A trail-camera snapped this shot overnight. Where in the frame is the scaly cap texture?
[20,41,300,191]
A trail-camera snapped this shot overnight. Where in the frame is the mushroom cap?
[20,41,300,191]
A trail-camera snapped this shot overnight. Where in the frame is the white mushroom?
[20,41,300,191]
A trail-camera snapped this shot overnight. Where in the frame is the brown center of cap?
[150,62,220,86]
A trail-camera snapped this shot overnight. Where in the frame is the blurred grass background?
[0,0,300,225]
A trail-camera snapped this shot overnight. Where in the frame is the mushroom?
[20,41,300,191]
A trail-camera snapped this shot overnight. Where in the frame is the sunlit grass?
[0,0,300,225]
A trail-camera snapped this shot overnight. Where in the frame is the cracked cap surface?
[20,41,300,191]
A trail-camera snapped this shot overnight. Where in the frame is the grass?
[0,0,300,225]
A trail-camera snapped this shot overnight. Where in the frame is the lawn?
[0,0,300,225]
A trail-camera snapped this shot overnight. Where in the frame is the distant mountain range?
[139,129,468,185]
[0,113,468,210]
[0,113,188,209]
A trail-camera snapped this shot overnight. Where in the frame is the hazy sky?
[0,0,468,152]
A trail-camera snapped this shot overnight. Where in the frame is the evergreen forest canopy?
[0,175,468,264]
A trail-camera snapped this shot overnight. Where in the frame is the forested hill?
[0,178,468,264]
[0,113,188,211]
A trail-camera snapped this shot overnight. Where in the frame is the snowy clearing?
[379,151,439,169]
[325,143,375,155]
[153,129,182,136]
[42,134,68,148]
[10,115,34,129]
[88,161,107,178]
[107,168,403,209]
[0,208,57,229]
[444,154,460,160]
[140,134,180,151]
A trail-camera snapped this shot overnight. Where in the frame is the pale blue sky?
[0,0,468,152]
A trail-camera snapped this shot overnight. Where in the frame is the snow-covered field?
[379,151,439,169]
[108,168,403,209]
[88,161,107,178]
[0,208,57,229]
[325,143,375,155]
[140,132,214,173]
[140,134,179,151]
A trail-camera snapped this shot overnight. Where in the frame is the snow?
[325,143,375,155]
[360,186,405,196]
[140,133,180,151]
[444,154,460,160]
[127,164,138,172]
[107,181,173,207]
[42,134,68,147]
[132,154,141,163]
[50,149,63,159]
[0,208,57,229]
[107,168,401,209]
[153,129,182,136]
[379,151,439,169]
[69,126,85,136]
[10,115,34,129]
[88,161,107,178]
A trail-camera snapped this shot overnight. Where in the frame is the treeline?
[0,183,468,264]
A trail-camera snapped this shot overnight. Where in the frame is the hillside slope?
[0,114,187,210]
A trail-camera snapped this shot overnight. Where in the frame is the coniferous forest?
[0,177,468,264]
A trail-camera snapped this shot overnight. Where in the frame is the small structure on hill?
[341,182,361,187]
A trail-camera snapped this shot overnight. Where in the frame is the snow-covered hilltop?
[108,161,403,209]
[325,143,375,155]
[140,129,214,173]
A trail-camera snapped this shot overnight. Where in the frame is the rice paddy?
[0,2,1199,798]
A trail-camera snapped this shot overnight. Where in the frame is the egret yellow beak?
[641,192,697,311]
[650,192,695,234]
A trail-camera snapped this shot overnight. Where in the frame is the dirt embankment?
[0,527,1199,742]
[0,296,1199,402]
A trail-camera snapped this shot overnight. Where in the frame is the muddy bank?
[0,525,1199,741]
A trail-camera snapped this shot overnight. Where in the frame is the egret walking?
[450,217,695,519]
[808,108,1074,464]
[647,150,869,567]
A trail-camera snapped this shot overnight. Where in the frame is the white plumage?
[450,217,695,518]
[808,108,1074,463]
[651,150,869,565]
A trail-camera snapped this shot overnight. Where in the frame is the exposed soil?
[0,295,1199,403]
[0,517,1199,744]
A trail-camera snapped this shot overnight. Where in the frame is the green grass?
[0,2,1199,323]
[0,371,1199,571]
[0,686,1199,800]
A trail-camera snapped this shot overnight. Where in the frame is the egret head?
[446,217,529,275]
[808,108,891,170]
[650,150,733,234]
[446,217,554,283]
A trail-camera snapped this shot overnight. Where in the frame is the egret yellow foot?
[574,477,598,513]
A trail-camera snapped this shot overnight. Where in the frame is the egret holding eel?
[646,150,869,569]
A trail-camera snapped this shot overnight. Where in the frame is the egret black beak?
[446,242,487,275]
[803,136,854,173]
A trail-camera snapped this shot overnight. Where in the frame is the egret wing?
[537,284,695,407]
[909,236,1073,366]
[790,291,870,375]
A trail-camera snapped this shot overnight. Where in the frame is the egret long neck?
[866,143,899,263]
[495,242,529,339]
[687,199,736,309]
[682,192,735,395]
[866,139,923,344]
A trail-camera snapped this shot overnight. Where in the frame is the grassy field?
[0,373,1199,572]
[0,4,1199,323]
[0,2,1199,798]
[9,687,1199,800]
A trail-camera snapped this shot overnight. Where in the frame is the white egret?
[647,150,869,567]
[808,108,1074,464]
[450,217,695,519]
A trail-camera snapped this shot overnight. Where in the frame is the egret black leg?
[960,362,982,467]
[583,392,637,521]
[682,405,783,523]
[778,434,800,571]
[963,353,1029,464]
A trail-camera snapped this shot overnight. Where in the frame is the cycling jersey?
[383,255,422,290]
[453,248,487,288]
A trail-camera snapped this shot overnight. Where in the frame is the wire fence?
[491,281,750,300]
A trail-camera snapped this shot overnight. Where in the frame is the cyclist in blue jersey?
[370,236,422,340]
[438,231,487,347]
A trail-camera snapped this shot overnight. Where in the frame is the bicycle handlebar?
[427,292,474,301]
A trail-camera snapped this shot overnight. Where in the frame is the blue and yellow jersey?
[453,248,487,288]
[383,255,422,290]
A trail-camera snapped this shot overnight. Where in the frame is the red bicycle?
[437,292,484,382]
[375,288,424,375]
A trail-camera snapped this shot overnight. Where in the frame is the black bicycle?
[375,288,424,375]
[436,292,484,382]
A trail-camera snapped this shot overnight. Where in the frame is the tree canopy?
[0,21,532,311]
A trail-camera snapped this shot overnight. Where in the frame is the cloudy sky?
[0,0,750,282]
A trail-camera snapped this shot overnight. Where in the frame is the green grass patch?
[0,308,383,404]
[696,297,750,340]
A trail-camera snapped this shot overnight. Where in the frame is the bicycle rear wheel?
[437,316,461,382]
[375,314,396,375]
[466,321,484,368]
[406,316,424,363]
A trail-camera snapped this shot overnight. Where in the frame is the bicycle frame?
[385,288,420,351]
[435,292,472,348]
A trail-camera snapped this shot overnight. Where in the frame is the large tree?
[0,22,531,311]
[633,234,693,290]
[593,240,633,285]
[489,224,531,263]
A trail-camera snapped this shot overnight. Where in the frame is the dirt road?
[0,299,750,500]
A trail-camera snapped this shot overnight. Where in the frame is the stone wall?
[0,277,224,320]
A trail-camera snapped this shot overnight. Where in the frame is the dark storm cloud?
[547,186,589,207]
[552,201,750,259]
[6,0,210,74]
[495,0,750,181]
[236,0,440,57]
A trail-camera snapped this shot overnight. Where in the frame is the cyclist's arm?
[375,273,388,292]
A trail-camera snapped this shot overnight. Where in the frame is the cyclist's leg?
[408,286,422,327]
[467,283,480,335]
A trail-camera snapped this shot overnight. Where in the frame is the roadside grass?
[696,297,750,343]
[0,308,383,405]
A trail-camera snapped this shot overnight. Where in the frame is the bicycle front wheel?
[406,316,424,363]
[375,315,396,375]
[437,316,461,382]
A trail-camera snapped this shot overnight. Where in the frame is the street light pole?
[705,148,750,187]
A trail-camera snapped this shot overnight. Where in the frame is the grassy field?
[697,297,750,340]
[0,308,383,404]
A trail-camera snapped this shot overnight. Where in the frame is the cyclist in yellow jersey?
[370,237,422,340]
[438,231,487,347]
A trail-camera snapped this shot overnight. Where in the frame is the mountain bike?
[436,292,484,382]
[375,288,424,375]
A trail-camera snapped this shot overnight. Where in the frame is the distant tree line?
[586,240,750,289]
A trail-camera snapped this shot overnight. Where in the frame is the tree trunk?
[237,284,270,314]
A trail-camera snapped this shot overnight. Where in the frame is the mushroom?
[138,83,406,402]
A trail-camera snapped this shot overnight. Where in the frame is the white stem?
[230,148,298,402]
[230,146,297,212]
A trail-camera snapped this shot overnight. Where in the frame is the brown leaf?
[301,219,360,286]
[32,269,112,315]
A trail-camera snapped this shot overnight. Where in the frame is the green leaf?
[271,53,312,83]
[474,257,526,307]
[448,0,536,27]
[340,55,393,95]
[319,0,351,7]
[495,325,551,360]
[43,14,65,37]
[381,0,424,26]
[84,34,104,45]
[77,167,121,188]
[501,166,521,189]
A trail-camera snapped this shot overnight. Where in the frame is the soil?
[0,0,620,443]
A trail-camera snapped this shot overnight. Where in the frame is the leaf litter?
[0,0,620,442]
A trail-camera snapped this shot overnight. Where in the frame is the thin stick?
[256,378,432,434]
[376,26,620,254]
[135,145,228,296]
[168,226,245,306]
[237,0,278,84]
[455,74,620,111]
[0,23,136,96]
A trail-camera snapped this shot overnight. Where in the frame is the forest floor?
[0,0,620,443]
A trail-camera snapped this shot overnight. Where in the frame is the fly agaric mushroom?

→ **Given exercise**: Please rewrite every line of the listing between the line holding "is the snow?" and the line holding "[341,182,361,187]", inclusive, leaving the wording unchanged and shifting each bounding box coordinate by -101.

→ **Result**:
A trail-camera snapped this shot overnight. Where in the frame is the snow?
[224,42,274,54]
[259,85,304,95]
[39,32,79,50]
[343,53,359,59]
[26,63,37,71]
[6,80,72,106]
[-59,33,-33,46]
[31,53,40,62]
[-51,48,-38,58]
[-101,107,-44,128]
[6,67,300,108]
[52,28,81,35]
[278,50,338,68]
[-32,25,-16,35]
[-91,14,-67,28]
[-13,60,6,77]
A trail-camera snapped this shot overnight. Where in the frame is the treeline?
[-101,82,367,163]
A trail-camera snapped this shot overnight. Where in the frame is the hillside slope?
[-101,13,86,109]
A trail-camera snapped this shot overnight. Where in the frame is the coniferous forest?
[-101,76,367,163]
A trail-camera snapped this shot overnight. Where in the frame is the small structure on hill?
[240,81,260,86]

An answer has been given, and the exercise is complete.